+++ Items
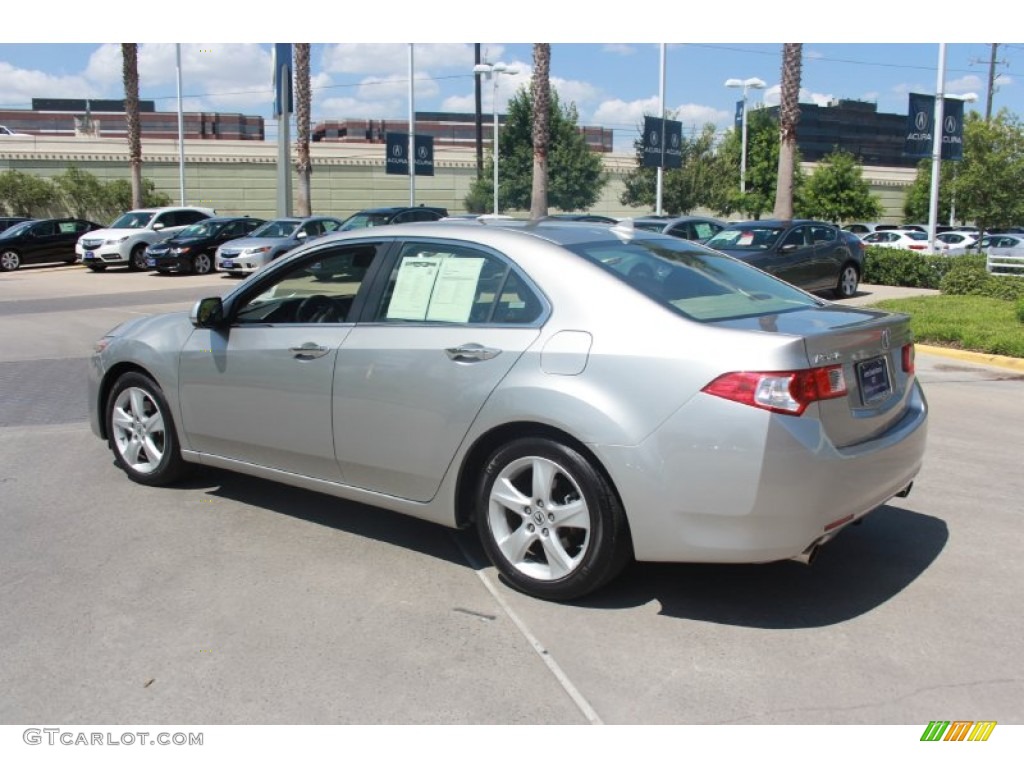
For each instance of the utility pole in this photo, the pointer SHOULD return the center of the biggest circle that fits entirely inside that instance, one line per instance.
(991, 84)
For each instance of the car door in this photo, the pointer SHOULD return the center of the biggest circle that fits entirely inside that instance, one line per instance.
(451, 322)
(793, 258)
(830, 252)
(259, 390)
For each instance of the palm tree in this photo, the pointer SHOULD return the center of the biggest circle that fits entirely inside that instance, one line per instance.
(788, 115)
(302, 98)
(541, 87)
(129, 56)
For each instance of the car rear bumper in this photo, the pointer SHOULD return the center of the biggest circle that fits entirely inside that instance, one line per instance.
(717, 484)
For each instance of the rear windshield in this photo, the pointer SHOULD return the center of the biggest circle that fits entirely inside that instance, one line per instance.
++++++
+++ Items
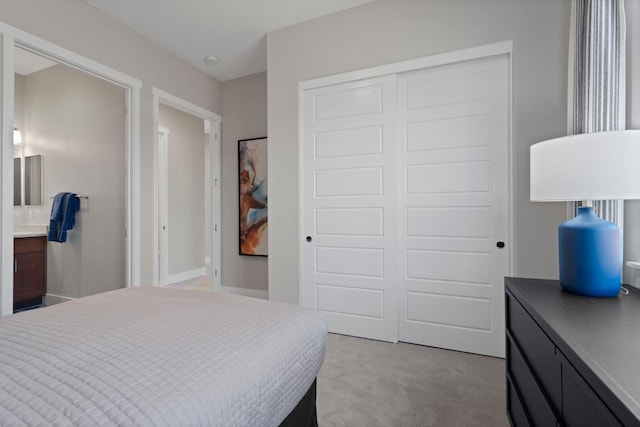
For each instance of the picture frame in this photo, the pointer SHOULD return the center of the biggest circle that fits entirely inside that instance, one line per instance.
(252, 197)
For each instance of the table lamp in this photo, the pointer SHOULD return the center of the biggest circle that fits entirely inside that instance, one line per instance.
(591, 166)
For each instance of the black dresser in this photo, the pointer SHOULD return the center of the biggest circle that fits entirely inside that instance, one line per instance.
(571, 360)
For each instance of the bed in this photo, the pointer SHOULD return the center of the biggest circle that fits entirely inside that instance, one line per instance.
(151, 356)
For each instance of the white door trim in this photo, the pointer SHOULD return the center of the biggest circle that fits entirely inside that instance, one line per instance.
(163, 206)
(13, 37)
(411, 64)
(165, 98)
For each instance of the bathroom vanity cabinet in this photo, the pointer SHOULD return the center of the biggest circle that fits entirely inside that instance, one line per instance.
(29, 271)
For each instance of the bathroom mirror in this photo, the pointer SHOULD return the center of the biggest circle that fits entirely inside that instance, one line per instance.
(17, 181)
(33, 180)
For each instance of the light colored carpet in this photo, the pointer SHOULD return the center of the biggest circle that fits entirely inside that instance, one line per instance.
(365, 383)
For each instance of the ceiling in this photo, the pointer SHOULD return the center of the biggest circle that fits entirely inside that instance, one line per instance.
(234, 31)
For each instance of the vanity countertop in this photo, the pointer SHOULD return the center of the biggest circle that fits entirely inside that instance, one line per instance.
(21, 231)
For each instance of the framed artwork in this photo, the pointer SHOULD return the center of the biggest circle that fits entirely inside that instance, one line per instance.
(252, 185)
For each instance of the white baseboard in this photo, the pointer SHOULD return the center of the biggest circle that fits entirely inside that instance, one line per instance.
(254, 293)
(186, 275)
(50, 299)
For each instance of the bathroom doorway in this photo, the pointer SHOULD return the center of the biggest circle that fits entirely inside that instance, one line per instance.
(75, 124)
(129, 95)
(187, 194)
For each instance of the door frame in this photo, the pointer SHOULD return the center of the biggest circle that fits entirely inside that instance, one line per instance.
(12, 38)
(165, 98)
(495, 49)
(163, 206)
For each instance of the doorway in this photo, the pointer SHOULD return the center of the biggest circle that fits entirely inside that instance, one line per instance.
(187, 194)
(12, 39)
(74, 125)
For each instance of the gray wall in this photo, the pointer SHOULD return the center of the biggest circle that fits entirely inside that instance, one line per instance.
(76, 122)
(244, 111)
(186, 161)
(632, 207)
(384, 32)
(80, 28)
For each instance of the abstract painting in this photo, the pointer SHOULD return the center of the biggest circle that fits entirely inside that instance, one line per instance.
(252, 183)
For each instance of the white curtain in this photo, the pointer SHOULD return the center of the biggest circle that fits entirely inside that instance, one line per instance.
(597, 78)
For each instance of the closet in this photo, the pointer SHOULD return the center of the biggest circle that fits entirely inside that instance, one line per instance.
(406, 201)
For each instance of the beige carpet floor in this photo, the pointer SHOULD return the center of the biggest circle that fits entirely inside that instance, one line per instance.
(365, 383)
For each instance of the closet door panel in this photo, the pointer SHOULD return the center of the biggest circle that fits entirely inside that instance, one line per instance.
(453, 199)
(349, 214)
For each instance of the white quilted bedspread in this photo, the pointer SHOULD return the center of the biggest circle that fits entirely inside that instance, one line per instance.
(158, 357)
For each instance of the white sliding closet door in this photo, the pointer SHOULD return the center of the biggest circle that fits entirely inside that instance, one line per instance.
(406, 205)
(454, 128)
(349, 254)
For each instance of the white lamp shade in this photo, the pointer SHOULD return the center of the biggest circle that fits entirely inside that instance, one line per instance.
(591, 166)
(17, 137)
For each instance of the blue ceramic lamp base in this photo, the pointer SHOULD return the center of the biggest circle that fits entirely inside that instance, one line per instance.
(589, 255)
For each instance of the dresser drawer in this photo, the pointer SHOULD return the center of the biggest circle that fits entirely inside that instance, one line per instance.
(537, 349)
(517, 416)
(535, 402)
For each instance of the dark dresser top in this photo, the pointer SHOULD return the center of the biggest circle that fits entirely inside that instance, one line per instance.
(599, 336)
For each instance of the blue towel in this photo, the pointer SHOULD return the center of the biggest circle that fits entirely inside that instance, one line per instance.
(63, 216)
++++++
+++ Items
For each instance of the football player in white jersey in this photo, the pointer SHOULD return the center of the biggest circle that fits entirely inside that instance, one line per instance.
++++++
— Exercise directions —
Report, copied in full, each line of the material above that contains the word "carpet". Case counts, so a line with a different capitalization does not match.

— Completed task —
For each instance of the light colored carpet in this photo, the pointer SHOULD return the center of the biggest circle that fits entirely inside that instance, one line per instance.
For each instance of the beige carpet floor in this photo, the pointer SHOULD return the center of the biggest circle that fits entirely inside that instance, one line per instance.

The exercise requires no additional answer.